-- Excerpted data follows --

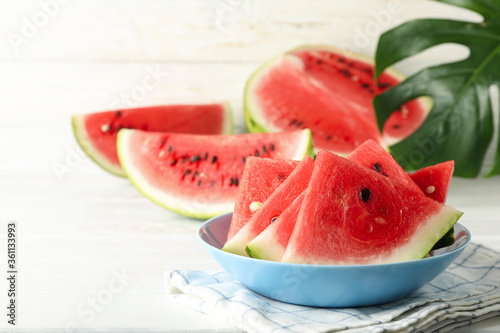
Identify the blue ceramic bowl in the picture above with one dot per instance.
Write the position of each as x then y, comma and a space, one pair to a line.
328, 285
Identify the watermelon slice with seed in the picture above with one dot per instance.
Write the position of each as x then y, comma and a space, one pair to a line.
271, 243
261, 177
199, 175
356, 215
373, 156
435, 180
330, 91
273, 206
96, 133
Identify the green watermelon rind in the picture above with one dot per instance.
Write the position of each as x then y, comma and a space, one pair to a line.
84, 142
256, 125
303, 149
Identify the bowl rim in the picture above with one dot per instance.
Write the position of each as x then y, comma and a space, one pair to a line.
318, 266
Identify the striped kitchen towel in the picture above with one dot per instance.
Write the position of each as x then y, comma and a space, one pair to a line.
439, 306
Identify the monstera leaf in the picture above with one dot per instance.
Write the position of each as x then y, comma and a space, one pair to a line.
460, 123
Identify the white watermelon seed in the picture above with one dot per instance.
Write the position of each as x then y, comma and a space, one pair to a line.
254, 206
105, 128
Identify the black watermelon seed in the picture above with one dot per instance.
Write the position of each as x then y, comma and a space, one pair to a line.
365, 194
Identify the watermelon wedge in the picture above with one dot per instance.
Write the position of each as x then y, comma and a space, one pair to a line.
271, 243
435, 180
273, 206
356, 215
261, 177
373, 156
330, 91
96, 132
199, 175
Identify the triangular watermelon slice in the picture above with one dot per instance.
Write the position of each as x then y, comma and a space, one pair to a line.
373, 156
277, 202
96, 133
199, 175
271, 243
261, 177
356, 215
435, 180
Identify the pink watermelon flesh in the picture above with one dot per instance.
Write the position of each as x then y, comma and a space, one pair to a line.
271, 243
358, 216
373, 156
97, 132
273, 206
261, 177
199, 175
330, 93
435, 180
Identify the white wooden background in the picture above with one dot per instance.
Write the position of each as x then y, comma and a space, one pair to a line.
82, 230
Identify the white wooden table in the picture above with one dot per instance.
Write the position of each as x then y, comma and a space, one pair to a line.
91, 249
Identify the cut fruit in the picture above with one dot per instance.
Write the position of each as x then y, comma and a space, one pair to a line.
354, 215
96, 133
261, 177
373, 156
435, 180
271, 243
199, 175
275, 204
330, 91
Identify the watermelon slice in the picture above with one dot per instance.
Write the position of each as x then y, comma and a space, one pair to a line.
277, 202
96, 132
356, 215
199, 175
271, 243
435, 180
330, 91
373, 156
261, 177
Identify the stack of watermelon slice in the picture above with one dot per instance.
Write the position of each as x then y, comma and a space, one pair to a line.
360, 210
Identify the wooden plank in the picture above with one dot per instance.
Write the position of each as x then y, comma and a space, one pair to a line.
194, 30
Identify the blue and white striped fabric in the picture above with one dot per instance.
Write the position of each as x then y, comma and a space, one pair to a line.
467, 292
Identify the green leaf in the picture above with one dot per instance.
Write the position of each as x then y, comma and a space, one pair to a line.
460, 123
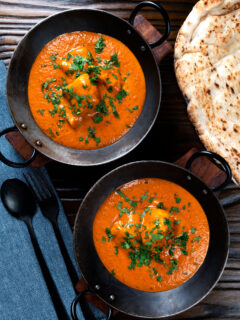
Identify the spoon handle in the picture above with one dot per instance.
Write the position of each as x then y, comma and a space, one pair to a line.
53, 291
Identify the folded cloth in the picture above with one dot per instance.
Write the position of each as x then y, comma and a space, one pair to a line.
23, 293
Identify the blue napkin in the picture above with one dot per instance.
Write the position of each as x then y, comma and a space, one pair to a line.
23, 292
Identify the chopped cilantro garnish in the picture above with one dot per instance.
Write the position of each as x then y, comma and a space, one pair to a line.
113, 272
41, 111
174, 210
109, 235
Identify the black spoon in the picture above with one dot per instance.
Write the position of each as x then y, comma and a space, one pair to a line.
20, 203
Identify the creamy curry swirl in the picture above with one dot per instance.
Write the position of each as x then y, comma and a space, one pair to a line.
86, 90
151, 234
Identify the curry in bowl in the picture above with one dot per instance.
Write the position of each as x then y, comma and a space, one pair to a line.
86, 90
151, 234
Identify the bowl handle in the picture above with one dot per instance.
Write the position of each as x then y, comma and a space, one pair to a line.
164, 14
12, 163
88, 315
215, 156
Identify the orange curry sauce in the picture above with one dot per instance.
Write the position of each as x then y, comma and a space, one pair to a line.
151, 234
86, 90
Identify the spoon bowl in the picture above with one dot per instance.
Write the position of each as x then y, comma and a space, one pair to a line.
18, 199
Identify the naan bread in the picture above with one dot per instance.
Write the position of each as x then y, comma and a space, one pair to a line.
207, 66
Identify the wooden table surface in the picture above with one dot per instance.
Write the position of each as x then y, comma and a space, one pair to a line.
171, 137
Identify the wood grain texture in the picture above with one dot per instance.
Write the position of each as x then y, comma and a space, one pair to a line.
171, 137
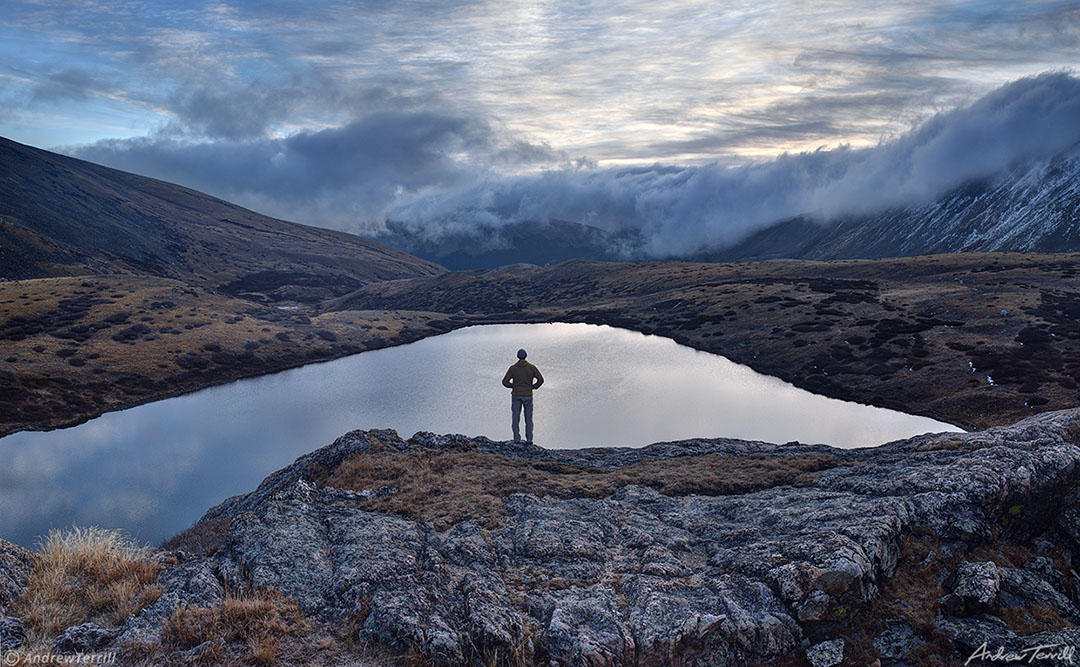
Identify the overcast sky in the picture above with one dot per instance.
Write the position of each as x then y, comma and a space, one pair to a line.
343, 113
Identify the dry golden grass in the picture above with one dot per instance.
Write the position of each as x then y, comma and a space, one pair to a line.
259, 623
449, 486
86, 574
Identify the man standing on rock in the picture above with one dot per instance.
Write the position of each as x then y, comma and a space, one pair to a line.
520, 378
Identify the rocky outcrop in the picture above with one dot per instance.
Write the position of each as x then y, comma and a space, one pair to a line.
15, 566
644, 577
981, 528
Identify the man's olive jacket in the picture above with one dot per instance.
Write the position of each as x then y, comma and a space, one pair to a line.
520, 378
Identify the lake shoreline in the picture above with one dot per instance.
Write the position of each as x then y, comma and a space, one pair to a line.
741, 312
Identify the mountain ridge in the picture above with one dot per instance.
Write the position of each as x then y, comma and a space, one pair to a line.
64, 216
1033, 207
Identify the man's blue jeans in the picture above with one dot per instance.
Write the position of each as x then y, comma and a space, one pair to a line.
516, 403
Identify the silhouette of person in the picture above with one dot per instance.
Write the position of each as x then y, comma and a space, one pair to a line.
523, 378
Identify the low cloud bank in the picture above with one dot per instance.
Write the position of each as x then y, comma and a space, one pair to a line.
441, 174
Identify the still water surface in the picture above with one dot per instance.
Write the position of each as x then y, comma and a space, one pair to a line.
154, 468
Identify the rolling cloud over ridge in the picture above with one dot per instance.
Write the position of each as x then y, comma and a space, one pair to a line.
440, 173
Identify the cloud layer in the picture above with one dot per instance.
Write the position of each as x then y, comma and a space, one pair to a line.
450, 174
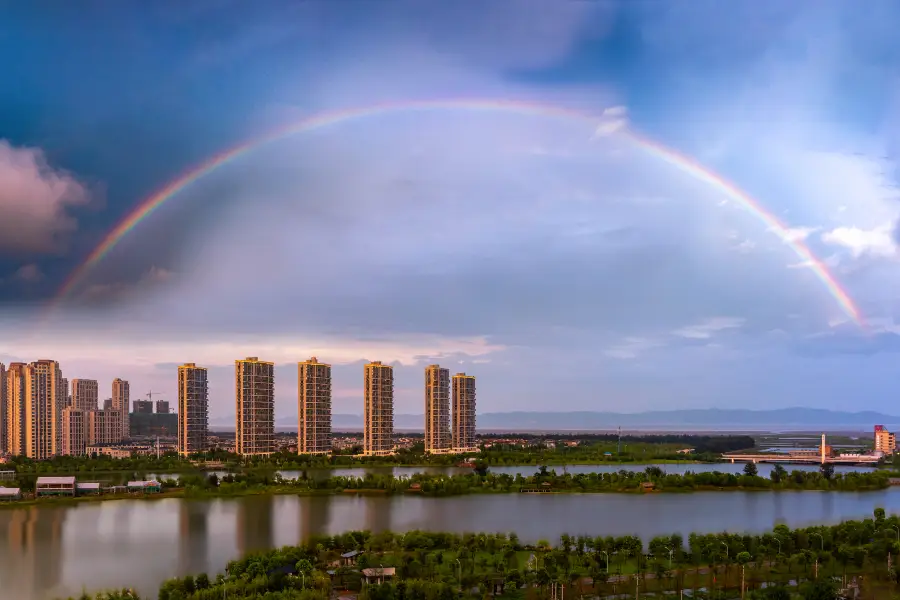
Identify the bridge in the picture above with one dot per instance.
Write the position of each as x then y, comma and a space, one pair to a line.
846, 459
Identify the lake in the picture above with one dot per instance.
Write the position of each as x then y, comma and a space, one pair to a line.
54, 551
764, 469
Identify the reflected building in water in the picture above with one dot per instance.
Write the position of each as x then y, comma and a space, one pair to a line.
193, 537
315, 514
32, 565
378, 513
254, 523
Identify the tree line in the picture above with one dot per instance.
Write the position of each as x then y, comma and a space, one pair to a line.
812, 562
543, 480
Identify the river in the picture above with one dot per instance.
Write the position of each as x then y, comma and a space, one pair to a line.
764, 469
52, 551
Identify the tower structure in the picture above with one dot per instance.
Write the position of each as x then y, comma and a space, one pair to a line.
313, 407
85, 394
254, 426
121, 401
16, 422
437, 410
3, 410
193, 409
378, 409
74, 431
464, 413
44, 401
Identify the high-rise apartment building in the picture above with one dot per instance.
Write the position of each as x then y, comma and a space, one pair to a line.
142, 407
74, 434
16, 420
44, 401
121, 396
193, 409
3, 409
885, 441
437, 409
464, 413
102, 427
254, 427
85, 394
313, 407
378, 409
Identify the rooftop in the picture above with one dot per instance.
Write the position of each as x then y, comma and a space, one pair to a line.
379, 571
56, 481
143, 484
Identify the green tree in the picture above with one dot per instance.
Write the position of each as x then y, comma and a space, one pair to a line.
779, 474
821, 589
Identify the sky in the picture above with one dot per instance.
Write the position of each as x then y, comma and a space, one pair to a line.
543, 251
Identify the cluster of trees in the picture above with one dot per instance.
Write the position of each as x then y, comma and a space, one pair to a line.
445, 566
543, 479
612, 448
591, 448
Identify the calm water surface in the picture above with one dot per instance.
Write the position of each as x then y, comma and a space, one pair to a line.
764, 469
53, 551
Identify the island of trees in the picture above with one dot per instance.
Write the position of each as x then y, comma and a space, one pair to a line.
852, 559
481, 481
538, 450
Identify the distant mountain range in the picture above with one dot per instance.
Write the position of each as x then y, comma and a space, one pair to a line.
713, 419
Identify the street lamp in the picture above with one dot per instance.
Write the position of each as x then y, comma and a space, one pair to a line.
897, 530
822, 539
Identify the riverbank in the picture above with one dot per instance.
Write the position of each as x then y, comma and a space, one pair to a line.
467, 485
361, 464
819, 560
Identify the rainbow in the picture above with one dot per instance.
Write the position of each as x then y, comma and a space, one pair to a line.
684, 163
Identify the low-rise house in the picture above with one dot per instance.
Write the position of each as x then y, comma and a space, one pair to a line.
379, 574
10, 494
87, 489
146, 487
55, 486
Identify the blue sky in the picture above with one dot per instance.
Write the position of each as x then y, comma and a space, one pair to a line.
563, 268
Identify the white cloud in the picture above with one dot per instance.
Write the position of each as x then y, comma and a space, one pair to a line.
631, 347
612, 120
877, 242
799, 234
30, 273
35, 201
709, 327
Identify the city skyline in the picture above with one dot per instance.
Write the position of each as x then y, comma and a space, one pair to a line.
590, 192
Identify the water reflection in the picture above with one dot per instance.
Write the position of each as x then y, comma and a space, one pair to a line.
33, 559
56, 551
314, 516
378, 513
192, 536
254, 524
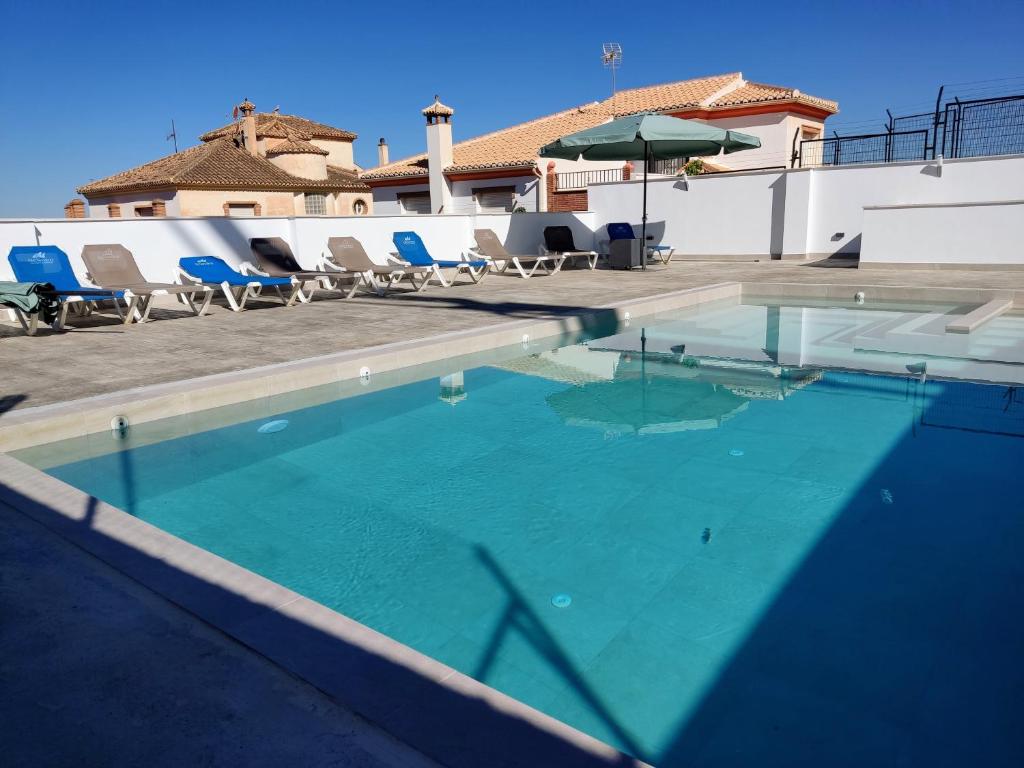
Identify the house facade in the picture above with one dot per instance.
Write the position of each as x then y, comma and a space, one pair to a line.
502, 171
264, 164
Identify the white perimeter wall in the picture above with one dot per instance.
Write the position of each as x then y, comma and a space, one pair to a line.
158, 244
975, 232
817, 211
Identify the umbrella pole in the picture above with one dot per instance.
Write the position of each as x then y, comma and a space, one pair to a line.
643, 225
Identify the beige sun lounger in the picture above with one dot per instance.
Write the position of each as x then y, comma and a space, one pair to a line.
114, 267
348, 254
488, 246
274, 259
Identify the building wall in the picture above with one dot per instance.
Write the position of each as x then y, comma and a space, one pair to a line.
128, 202
211, 202
798, 212
339, 153
158, 244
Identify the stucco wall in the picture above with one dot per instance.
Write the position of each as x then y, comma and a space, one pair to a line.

-- Excerpted data concluded --

What you are asked to do:
The answer should be one number, the count of lines above that contain "striped".

Problem solution:
2